What the task requires »
Answer these about the parenting text:
1. Whose books does the husband look up "coughing, causes of" in?
2. By which date had the writer questioned him on his views of child rearing and fatherhood?
3. What does the writer wish he would stop giving instructions about?

==== Text for analysis

My husband, certain his firstborn could starve if this behavior continues, frowns. “Are you sure you know what you’re doing?” he asks in a tone that clearly indicates he thinks I’m dense. I smile, consider telling him to go jump off the nearest cliff, but decide against it. (After all, it’s his turn to stroll the baby next.)
I wanted a husband like this, I remind myself. A man who had equal-opportunity notions of parenting. A man who didn’t disappear when the baby was mad with colic. A man who not only had heard of Penelope Leach but didn’t hesitate to crack open one of her books to look up “coughing, causes of.” I wanted a partner who was a concerned, involved father. I just didn’t want a man this involved sometimes.
Although I always knew I wanted children, I was less sure about the husband part. Some of my reticence sprang from the fact that I had grown up with the kind of traditional, oblivious father who made the dad on Father Knows Best look like Betty Friedan. Having come of age during the women’s movement, I was also determined not to sacrifice my ambition. So when it came time to choose a mate, I had some fairly inflexible ideas. My husband is fond of reminding me that by our third date, I had grilled him not only on his sexual history but on his views of child rearing and fatherhood.
So when my husband started dispensing advice about bedtime rituals and potty training, I really had no business being surprised. That doesn’t mean I always liked it.
If there are two manic parents, you tend to feed on each other’s insecurities, to veer toward the dramatic, as in:
What is that rash on the baby’s face? Does he have leprosy? Your own unresolved issues suddenly emerge like a bad case of PMS.
Parenting is a lonely business. No matter how smart or how together you are, it’s the hardest job in the world. When your child is shrieking at 2 a.m., what you need is not some cold text but a warm heart, another set of hands.
The truth is, my husband cares as deeply about being a good father as I care about being a good mother. And if I sometimes get a teensy bit annoyed because he ventures into what I perceive as “my territory,” that’s a small price to pay. It’s better than having a husband who’s never schlepped the kids to the pediatrician or rushed to the emergency room in the middle of the night, much less sat around with a group of moms singing “The Wheels on the Bus.” My husband, God love him, has done all these things and much more. Thank you, honey.
Now, if only he would stop telling me how to cook.

========
==== Information given

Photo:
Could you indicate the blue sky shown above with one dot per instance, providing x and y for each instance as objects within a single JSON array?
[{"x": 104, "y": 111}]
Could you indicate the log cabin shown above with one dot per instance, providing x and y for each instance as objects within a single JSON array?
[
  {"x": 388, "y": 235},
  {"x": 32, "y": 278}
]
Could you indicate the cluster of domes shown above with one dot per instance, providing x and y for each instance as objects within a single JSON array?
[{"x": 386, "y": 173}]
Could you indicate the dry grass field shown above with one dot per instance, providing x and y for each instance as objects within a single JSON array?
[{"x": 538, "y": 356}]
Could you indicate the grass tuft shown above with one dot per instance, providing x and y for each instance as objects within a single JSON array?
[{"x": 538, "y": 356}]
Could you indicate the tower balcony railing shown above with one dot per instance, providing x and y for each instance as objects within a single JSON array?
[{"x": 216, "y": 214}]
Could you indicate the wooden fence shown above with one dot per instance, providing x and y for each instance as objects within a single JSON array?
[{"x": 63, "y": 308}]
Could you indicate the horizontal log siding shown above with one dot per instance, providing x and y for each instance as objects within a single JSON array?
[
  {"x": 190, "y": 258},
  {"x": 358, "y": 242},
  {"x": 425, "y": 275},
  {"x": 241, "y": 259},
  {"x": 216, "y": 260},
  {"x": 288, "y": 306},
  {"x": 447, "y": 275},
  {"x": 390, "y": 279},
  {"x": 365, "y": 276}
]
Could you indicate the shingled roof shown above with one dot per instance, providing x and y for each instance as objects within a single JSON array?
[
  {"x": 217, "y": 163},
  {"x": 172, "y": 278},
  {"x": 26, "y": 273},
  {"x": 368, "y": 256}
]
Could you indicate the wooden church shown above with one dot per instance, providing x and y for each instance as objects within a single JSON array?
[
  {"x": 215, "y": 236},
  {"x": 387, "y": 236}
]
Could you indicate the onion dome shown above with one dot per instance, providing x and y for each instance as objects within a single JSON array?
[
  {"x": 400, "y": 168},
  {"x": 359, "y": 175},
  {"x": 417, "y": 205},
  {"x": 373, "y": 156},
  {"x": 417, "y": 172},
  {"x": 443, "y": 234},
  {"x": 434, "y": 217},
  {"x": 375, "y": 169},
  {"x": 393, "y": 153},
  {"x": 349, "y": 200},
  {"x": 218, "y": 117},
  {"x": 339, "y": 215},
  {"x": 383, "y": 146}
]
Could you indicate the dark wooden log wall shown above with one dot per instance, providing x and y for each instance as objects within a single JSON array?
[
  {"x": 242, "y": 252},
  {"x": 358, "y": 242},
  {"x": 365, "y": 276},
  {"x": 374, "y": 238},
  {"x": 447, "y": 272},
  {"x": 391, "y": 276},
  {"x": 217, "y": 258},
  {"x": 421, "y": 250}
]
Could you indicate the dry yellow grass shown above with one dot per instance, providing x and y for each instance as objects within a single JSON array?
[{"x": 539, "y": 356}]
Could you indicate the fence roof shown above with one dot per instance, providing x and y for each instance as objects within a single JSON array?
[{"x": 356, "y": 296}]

========

Reply »
1. Penelope Leach's
2. Their third date
3. Cooking